▶ **Task to complete**
For every line in the material, output its text exactly and exclude any image it holds.

▶ **Material for the task**

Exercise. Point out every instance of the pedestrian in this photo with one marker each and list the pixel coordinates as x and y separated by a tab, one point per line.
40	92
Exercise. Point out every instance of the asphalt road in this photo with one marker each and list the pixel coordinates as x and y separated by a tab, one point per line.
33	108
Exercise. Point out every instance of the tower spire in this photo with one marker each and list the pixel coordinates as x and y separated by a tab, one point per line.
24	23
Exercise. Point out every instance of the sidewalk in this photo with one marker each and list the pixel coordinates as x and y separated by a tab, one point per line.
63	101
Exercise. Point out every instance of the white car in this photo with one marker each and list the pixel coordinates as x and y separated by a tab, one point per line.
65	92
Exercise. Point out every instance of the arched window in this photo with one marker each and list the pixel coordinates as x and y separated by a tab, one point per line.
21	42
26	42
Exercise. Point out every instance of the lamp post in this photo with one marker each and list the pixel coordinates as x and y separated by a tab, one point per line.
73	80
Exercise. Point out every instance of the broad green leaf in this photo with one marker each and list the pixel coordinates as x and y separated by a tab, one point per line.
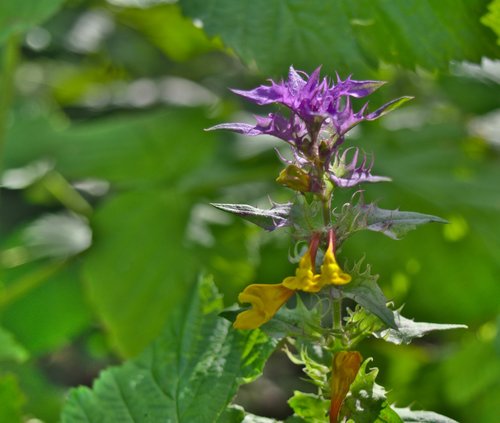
268	219
18	17
406	330
138	270
346	35
10	349
44	304
311	407
11	399
415	416
189	373
166	28
492	18
365	291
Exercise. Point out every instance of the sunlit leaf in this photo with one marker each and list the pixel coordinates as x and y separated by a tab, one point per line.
189	374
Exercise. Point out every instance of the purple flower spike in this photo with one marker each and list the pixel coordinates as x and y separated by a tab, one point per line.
347	175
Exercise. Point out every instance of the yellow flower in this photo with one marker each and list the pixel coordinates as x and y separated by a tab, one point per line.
265	300
344	370
331	273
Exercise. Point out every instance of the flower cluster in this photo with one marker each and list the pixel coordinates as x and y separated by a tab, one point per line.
319	115
266	299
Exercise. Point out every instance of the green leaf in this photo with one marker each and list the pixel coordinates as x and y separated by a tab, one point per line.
349	35
406	330
189	374
11	400
311	407
412	416
365	291
138	271
18	17
268	219
492	18
366	401
10	349
392	223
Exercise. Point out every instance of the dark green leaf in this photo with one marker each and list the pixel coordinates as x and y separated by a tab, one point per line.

▶ **Your solution**
Exercise. Point out every instance of the pedestrian in this photo with one marker each and list the pixel coordinates as x and y separated by a tab, one point per line.
40	92
Exercise. Point out every instance of the asphalt road in this photo with one marker each and list the pixel coordinates as x and y separated by a tab, one point per line.
33	108
Exercise. Point out every instance of the tower spire in this photo with one marker each and list the pixel coordinates as x and y separated by a tab, one point per line.
24	23
Exercise. Point out every instance of the sidewalk in this photo with one marker each and list the pixel coordinates as x and y separated by a tab, one point per line.
63	101
Exercise. Point out every instance of the white car in this photo with one marker each and list the pixel coordinates as x and y separated by a tab, one point per line.
65	92
Exercise. Point out every instance of the arched window in this photo with one marker each and list the pixel coordinates as x and y separated by a tab, one point per line.
21	42
26	42
Exercise. Point out every instance of the lamp post in this photo with one marker each and list the pixel coordinates as x and y separated by a tab, one point per line.
73	80
Exercise. Point out every instance of the broad green leaf in this photo with one marker each and list the pixel coordinates as x and y separated by a tab, one point per line.
268	219
18	17
406	330
138	270
346	35
10	349
44	304
311	407
11	399
415	416
189	373
166	28
492	18
365	291
Exercise. Point out every instance of the sunlit leaf in this photo with one marker each and list the pixel coordinates as x and y separated by a tab, one point per line.
189	374
Exercise. Point out every instance of the purple flower spike in this photo with one marker each and list the pixel coordinates as x and y separated by a tab, one point per line.
347	175
Exercise. Point out every instance of the yellow flower in this photo with one marker each and list the pixel coordinates as x and y separated by a tab, one point per line.
265	300
344	370
331	273
Exercise. Point out every instance of the flower cluster in this photo with one marker each and list the pixel coordinates as x and y separated by a tab, one point per line.
319	115
266	299
Exercise. Point out every instance of the green leaf in this photo with one marker each and list the pixel coordinates as x and y separated by a tab, one point per line.
349	35
406	330
189	374
11	400
311	407
412	416
365	291
138	271
18	17
268	219
492	18
366	401
10	349
392	223
Exercise. Point out every instance of the dark green leaf in this photo with one marker each and list the pixel coordinates as x and y separated by a tab, one point per line.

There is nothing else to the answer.